Conference Call Services
A flushing toilet, a crowing rooster, and a crying baby? Did you figure it out? Yep, I once heard all those sounds on the same conference call—I felt like I had won a conference call trifecta.
I’m guessing that you probably have your own horror stories. Based on the number of requests I’ve had for this topic (way more than any other topic) it seems there’s a real need for some quick and dirty tips for improving conference calls.
I think the problem is that, unfortunately, most organizations don’t even follow a tight process for meeting management, let alone conference calls. And a conference call requires even more structure and more planning to be successful.
So my first tip is that you absolutely must follow the guidelines that I outlined last week for effective in-person meetings. In fact, when it comes to conference call meetings, these aren’t just guidelines anymore; they become “Marshall law” (get it? martial/marshall law?)
The Challenges of Conference Calls
Not only that, you’ll need to develop additional skills and techniques because in a conference call you don’t have the visual clues that you depend on when you’re face-to-face. For example, we rely heavily on eye contact to figure out whose turn it is to talk. That’s why it’s difficult to have an interactive discussion on a conference call without a good facilitator.
We all know that another big reason we struggle with conference calls is because of the distractions. We think we’re capable of multi-tasking. We think we’re able to listen to the call and read and respond to email. And, of course, we know that doesn’t work.
So, keeping that in mind, let’s go through some of the additional things you can do to ensure an effective and productive conference call.
Plan Better, More Effective Conference Calls
Again, all of the tips from last week apply, but with a little extra work. For example, in order for a conference call to start on-time, the leader needs to be early. The agenda needs additional items, like the call-in information and directions for how and when to mute.
You’ll need additional ground rules too. For example, how will entrances and exits be handled? Will entrances be verbal while exits are via chat? What about guidelines for what to do when someone accidentally puts the group on hold? Will everyone immediately hang-up and reconnect?
# # # #
Written instruction A :: Show every line of the records that contains the word "bicycle", treating uppercase and lowercase as different.
The records are unrelated to the conference call article.
# # # #
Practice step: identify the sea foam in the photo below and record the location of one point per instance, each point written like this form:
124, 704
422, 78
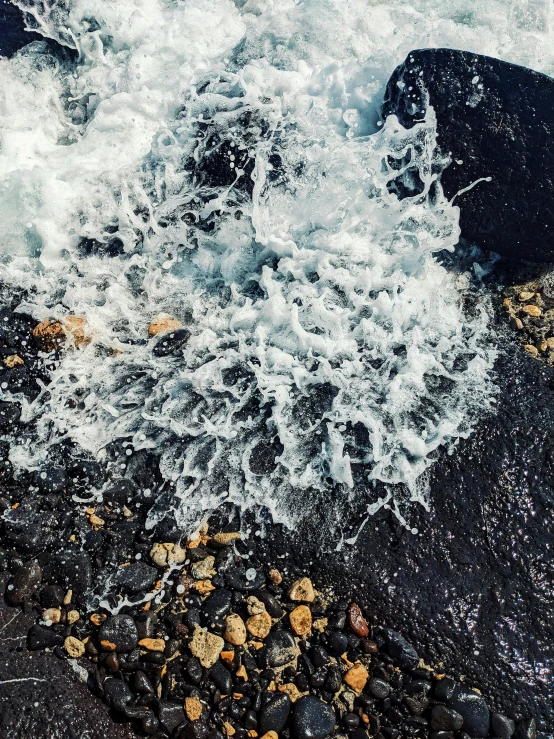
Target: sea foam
224, 163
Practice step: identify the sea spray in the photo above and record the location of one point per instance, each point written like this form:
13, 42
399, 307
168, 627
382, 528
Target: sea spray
223, 165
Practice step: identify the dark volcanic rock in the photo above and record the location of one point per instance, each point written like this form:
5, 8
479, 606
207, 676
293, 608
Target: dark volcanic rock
274, 714
24, 583
137, 576
121, 631
281, 648
473, 709
312, 719
495, 121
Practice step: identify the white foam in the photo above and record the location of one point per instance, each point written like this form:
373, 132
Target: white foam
113, 141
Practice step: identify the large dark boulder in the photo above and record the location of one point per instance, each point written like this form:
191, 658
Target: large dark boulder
495, 120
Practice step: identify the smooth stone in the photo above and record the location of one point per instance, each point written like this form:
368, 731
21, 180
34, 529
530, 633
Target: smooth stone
24, 583
10, 413
474, 710
445, 719
400, 650
137, 576
171, 343
236, 579
526, 729
272, 605
378, 688
274, 715
217, 605
52, 479
500, 128
338, 643
51, 596
502, 726
222, 678
312, 718
281, 648
170, 715
40, 638
121, 631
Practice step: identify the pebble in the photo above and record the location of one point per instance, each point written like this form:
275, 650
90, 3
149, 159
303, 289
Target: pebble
301, 620
235, 630
356, 678
153, 645
168, 554
136, 577
206, 646
120, 631
400, 650
259, 625
378, 688
24, 583
445, 719
281, 648
274, 714
312, 718
204, 569
474, 710
52, 615
162, 324
356, 620
502, 726
302, 590
532, 310
193, 708
74, 647
223, 539
41, 638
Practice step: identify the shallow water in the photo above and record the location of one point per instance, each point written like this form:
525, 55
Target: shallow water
223, 163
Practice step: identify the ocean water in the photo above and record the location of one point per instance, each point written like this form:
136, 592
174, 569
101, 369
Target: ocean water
225, 163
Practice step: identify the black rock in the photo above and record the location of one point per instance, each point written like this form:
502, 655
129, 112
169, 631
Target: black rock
118, 695
272, 605
24, 583
280, 648
236, 578
51, 596
338, 643
400, 650
222, 678
10, 413
473, 709
274, 714
494, 119
172, 343
73, 566
193, 670
378, 688
444, 689
319, 656
312, 718
445, 719
141, 683
27, 529
526, 729
51, 479
137, 576
40, 638
121, 631
218, 605
502, 726
170, 715
333, 681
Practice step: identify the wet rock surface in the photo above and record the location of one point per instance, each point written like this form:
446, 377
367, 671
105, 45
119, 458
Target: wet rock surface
493, 121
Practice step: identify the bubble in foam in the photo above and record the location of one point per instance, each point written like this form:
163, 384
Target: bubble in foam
329, 351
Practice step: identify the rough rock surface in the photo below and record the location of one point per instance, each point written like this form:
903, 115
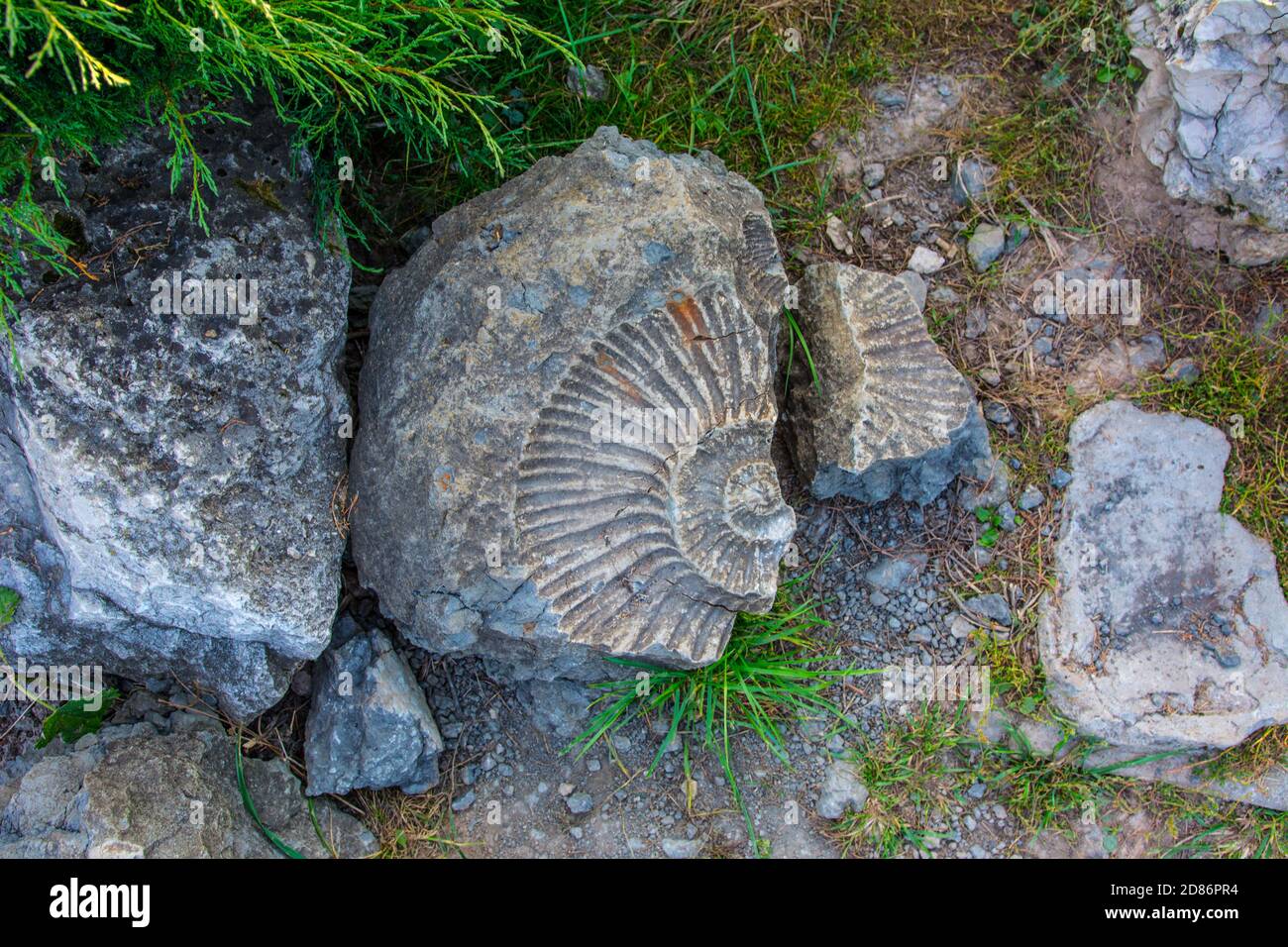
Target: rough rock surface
167, 476
890, 414
369, 725
841, 789
514, 497
1119, 365
1168, 626
133, 792
1214, 110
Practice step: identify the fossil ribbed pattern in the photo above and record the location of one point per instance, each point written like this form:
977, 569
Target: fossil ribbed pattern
905, 393
644, 506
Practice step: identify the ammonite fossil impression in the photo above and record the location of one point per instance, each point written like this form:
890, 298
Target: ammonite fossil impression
647, 506
567, 406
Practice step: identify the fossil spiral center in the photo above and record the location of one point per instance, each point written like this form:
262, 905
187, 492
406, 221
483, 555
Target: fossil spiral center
729, 515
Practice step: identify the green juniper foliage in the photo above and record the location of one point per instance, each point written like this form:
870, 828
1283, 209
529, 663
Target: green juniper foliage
76, 75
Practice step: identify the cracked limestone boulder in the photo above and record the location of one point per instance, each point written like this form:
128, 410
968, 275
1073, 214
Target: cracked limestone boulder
134, 791
567, 407
170, 450
889, 414
1167, 626
1212, 112
369, 723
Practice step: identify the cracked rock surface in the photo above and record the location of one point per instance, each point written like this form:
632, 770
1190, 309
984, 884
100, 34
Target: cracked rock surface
167, 474
1214, 110
567, 411
1167, 628
890, 414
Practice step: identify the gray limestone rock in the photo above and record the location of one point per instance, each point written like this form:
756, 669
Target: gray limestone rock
893, 415
1168, 626
1212, 112
986, 245
170, 450
841, 789
567, 410
133, 792
369, 724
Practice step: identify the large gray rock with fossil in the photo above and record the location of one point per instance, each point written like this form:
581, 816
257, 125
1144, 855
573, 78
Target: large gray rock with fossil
369, 723
170, 449
1167, 628
134, 791
1214, 110
889, 414
567, 411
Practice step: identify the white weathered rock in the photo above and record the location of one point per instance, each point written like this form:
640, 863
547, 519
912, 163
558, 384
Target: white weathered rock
890, 414
1214, 108
1168, 626
842, 789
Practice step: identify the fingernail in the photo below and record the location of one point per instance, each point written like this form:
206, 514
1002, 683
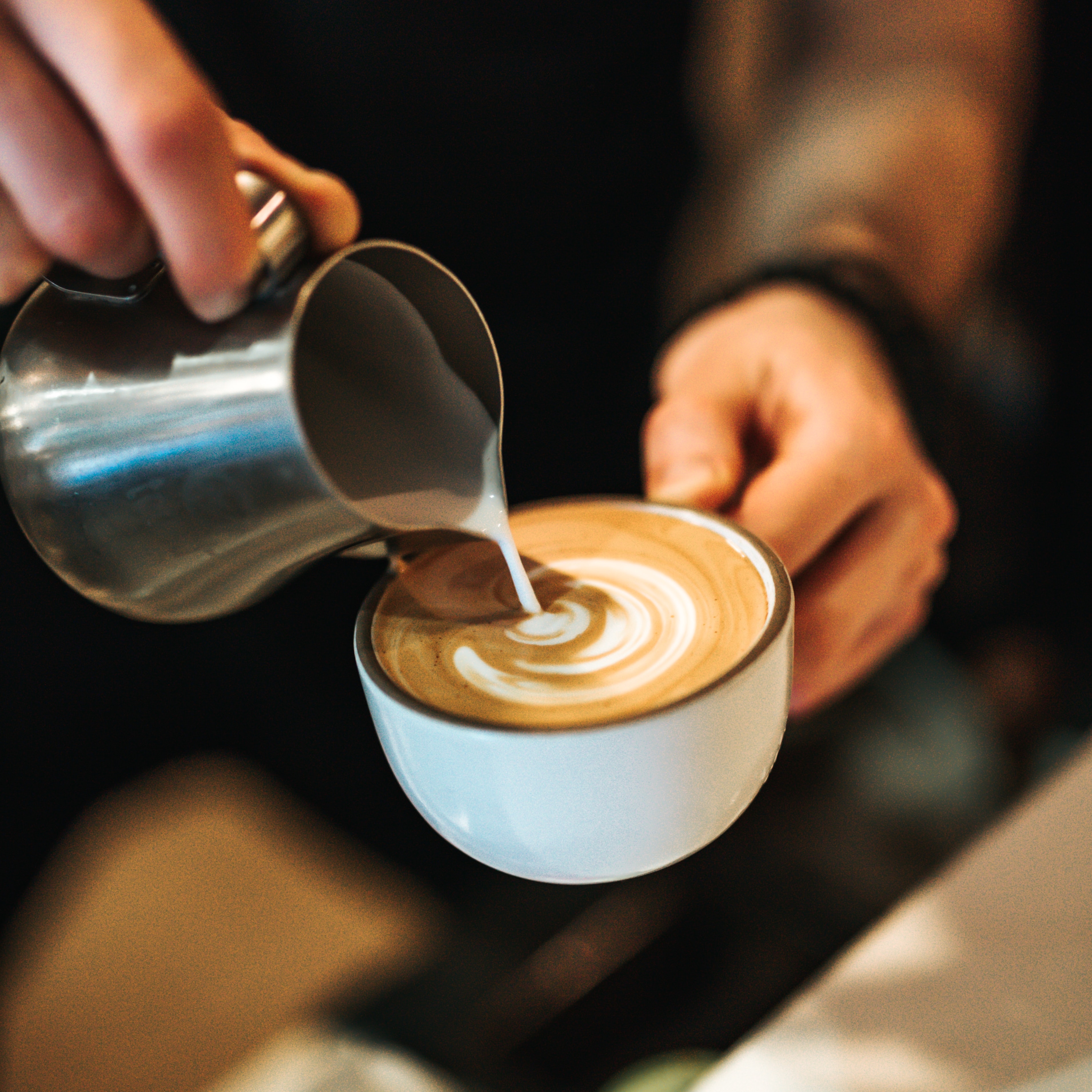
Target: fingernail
683, 483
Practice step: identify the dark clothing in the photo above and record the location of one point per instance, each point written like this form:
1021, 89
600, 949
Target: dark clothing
535, 149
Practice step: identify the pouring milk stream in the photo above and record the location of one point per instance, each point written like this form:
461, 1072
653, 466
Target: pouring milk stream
175, 471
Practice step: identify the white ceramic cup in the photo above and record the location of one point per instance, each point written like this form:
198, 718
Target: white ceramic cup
601, 803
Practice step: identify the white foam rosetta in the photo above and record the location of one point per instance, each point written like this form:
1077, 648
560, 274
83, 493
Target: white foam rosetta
649, 624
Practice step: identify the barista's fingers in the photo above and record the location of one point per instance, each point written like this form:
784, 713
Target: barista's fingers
694, 450
22, 259
824, 474
68, 195
871, 591
325, 200
164, 133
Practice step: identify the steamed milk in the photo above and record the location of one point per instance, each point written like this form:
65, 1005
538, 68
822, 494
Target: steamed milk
433, 449
639, 610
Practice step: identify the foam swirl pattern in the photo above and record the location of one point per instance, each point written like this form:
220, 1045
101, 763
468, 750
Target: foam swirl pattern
639, 611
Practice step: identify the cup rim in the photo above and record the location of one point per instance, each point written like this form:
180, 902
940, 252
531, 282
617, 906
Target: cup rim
780, 612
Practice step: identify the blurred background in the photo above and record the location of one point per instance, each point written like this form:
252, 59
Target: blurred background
507, 984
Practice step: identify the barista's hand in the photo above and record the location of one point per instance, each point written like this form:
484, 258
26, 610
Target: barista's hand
778, 410
113, 148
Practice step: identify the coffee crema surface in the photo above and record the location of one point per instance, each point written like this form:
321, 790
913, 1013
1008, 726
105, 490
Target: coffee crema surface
640, 610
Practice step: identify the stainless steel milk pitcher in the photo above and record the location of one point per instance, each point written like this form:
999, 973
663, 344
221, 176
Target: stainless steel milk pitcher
175, 471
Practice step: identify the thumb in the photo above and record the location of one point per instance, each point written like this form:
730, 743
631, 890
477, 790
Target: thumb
693, 453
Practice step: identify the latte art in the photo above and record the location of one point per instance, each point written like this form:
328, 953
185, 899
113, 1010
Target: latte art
638, 625
639, 610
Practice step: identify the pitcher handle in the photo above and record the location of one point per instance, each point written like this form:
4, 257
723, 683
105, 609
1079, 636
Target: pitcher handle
281, 234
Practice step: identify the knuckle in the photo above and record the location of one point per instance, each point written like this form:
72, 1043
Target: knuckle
892, 441
85, 229
19, 272
940, 511
160, 133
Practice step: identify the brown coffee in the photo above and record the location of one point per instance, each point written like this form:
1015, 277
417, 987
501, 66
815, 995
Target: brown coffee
639, 611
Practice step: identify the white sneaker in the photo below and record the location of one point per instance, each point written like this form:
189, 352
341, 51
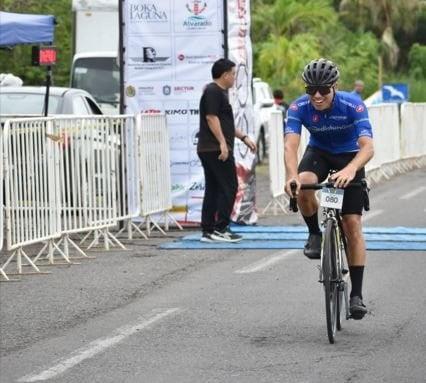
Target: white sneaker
226, 236
207, 237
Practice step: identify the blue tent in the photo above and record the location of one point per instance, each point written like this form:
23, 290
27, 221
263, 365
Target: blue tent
16, 28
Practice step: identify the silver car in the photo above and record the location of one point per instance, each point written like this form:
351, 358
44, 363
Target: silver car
29, 101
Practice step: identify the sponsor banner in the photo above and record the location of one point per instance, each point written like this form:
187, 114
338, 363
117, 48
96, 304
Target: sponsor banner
169, 51
240, 52
169, 48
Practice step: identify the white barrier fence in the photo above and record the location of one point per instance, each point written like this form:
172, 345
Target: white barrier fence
69, 175
155, 170
276, 163
400, 144
32, 200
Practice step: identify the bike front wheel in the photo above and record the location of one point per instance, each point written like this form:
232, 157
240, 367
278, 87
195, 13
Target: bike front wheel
329, 278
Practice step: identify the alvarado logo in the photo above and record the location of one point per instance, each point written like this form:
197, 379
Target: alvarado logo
196, 20
147, 13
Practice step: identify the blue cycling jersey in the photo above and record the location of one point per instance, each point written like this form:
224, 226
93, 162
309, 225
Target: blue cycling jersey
334, 130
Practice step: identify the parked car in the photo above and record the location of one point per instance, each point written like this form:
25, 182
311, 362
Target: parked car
29, 101
263, 105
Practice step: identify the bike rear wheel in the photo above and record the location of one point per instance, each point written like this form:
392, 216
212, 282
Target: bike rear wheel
329, 277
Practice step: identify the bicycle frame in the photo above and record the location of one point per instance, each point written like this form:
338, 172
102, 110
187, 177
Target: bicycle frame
343, 272
333, 273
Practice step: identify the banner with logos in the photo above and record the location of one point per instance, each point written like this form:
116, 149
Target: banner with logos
240, 52
169, 49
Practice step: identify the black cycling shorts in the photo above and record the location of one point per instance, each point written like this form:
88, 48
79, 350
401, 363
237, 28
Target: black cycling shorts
319, 162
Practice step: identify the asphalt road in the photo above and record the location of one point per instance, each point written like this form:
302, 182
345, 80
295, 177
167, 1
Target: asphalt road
150, 315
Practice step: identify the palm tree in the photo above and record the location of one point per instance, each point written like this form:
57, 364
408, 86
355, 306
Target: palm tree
385, 18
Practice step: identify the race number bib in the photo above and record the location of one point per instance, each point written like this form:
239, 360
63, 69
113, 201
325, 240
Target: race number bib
332, 198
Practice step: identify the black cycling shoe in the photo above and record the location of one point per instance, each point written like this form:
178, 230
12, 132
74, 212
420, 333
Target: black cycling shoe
313, 246
357, 308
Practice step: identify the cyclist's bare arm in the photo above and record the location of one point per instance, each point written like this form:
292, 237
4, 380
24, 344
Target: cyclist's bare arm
291, 145
347, 174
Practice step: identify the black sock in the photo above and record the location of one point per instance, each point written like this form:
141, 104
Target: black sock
356, 273
312, 223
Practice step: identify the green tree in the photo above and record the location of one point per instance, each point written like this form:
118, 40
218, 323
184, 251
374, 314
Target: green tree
393, 21
18, 59
417, 61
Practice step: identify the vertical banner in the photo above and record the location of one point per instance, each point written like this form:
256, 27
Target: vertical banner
169, 47
240, 51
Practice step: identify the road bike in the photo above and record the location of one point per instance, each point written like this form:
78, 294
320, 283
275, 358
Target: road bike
334, 273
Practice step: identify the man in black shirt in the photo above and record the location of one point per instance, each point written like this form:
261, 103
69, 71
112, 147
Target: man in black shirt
215, 149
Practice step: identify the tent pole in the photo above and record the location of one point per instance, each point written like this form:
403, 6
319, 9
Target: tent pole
225, 29
46, 97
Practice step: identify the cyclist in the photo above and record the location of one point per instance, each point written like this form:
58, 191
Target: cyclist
340, 139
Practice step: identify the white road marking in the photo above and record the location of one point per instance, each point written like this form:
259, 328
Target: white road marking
265, 262
413, 192
373, 214
95, 347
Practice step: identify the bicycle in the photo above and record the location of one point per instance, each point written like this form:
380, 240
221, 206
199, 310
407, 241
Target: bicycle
333, 271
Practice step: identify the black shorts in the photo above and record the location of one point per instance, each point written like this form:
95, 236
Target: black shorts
319, 162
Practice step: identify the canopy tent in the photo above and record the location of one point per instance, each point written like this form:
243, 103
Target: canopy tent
16, 28
94, 5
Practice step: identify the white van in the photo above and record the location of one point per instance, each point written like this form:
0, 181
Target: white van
263, 105
98, 74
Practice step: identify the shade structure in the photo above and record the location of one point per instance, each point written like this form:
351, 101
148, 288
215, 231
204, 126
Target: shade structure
17, 28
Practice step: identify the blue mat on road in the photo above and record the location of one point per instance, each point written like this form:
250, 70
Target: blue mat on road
294, 237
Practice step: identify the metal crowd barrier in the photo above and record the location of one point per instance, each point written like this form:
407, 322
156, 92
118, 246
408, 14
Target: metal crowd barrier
32, 203
276, 164
69, 175
155, 170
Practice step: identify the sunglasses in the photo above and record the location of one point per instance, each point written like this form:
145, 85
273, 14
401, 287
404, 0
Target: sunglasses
322, 89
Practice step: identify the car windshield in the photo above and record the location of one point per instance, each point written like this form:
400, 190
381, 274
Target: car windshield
99, 76
26, 103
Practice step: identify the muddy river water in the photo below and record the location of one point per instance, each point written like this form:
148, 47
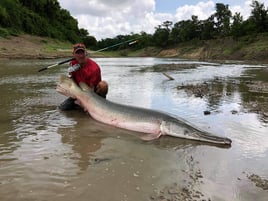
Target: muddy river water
47, 154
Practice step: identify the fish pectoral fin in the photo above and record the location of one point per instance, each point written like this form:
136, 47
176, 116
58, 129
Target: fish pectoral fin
85, 87
150, 136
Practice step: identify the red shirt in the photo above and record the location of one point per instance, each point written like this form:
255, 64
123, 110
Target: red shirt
89, 74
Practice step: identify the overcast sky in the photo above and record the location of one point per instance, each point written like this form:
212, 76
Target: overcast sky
109, 18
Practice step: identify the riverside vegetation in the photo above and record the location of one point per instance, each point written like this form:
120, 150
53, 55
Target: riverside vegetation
36, 29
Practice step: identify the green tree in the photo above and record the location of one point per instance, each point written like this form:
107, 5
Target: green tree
259, 16
237, 25
223, 16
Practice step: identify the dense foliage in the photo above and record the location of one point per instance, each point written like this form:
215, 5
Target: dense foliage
47, 18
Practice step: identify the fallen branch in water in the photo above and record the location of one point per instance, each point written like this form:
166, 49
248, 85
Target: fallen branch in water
168, 76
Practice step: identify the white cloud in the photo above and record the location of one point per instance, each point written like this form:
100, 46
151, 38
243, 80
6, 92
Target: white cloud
202, 9
109, 18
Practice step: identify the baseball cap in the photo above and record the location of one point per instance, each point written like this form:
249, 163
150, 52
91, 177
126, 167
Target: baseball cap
78, 46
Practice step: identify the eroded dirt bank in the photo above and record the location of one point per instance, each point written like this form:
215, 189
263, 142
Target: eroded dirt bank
248, 49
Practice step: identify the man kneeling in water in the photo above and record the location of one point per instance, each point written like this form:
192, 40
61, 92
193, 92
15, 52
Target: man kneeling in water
84, 69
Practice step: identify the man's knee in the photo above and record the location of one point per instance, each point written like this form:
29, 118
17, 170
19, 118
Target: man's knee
102, 89
68, 104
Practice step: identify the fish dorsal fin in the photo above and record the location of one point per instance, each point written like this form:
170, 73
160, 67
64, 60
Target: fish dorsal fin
85, 87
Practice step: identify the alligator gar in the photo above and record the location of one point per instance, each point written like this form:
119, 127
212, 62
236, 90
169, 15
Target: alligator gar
150, 122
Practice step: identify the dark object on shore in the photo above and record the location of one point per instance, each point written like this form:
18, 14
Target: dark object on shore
207, 112
168, 76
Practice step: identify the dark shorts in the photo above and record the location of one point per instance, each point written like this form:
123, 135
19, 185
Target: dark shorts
68, 104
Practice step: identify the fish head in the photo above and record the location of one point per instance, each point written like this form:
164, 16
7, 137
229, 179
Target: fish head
# # # #
Written instruction B :: In the conference call article, what do people rely heavily on to figure out whose turn it is to talk?

Worked answer A ::
Practice step: identify the bicycle frame in the photo above and record the location of one point per instance, each point written like this form:
Target: bicycle frame
Practice step: identify the bicycle in the photo above and record the location of one point per instance, each point written like this form:
Target: bicycle

Worked answer B :: Eye contact.